-- Start of Data entries --

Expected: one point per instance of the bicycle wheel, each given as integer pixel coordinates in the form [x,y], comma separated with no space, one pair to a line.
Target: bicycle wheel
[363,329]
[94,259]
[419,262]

-- End of Data entries --

### What this task involves
Please reproduce the material above line for line, without changing anything.

### Finished task
Expected: one point per instance of the bicycle wheel, each given as integer pixel coordinates in the form [x,y], comma separated with no space, one pair to a line.
Target: bicycle wheel
[363,329]
[94,259]
[419,262]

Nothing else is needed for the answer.